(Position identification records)
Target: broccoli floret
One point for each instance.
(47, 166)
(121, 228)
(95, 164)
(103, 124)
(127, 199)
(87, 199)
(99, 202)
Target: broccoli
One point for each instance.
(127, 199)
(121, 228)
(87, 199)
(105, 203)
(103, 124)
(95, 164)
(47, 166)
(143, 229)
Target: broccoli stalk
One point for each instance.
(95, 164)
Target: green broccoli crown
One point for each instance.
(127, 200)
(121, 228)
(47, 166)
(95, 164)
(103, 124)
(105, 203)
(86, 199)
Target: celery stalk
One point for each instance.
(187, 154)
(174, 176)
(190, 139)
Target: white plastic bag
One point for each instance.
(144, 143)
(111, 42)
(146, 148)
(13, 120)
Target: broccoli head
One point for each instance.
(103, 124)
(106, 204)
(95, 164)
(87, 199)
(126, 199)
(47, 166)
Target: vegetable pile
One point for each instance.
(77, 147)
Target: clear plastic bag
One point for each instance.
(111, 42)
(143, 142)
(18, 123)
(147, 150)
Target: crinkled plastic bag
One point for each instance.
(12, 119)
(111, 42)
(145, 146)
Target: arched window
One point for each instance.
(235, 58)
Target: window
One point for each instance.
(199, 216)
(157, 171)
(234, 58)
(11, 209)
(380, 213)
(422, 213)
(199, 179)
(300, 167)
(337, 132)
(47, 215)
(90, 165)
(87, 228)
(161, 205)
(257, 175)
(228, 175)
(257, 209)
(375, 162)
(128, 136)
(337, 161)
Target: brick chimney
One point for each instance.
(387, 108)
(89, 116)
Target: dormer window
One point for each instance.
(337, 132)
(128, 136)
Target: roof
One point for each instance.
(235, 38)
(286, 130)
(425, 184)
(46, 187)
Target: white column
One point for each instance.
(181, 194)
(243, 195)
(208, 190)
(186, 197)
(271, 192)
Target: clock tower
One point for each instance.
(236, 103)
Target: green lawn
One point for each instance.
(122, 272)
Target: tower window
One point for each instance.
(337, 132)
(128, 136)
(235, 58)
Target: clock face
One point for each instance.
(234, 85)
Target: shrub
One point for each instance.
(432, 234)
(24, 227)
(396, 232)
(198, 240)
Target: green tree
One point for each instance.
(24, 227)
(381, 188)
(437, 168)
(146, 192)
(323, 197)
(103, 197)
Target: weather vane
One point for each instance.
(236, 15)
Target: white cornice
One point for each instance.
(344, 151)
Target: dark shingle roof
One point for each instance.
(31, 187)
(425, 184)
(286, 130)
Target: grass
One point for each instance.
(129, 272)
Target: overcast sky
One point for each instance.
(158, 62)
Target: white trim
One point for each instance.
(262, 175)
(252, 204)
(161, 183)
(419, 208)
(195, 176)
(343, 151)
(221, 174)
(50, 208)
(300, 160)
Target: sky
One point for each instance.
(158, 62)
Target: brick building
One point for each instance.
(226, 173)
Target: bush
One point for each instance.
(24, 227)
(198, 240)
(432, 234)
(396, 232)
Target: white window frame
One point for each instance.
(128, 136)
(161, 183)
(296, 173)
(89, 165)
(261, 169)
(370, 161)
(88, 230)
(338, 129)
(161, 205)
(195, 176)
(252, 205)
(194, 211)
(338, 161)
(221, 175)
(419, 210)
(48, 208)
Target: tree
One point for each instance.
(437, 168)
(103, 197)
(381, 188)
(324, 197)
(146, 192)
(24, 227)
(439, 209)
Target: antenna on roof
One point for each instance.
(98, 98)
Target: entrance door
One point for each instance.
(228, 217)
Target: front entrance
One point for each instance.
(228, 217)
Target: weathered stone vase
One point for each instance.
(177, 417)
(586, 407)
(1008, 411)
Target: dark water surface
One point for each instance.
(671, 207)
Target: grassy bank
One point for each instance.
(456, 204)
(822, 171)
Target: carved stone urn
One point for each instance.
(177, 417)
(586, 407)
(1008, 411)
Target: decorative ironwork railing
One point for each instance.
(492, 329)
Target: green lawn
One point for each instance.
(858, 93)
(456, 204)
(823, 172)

◆ Work to be completed
Beginning with the line that contains "Target: white window frame", quote each line exactly through the last line of the entries above, and nothing beyond them.

◆ Written answer
Target: white window frame
One point for each instance.
(128, 136)
(161, 183)
(296, 173)
(89, 165)
(261, 169)
(370, 161)
(88, 230)
(338, 129)
(161, 205)
(195, 176)
(252, 205)
(194, 211)
(338, 161)
(221, 175)
(419, 210)
(48, 208)
Target: tree
One point for each instance.
(437, 168)
(103, 197)
(381, 188)
(324, 197)
(146, 192)
(24, 227)
(439, 209)
Target: antenna on roof
One point for each instance.
(98, 98)
Target: entrance door
One point for each instance.
(228, 217)
Target: front entrance
One point for each instance.
(228, 217)
Target: weathered stone vase
One point for each instance.
(177, 417)
(586, 407)
(1008, 411)
Target: dark water surface
One point for each instance.
(671, 207)
Target: grassy bank
One point for each instance.
(456, 204)
(822, 171)
Target: carved stone urn
One point for each instance.
(177, 417)
(586, 407)
(1008, 411)
Target: decorative ironwork railing
One point for each instance.
(492, 329)
Target: green lawn
One point for each instance.
(858, 93)
(456, 204)
(823, 172)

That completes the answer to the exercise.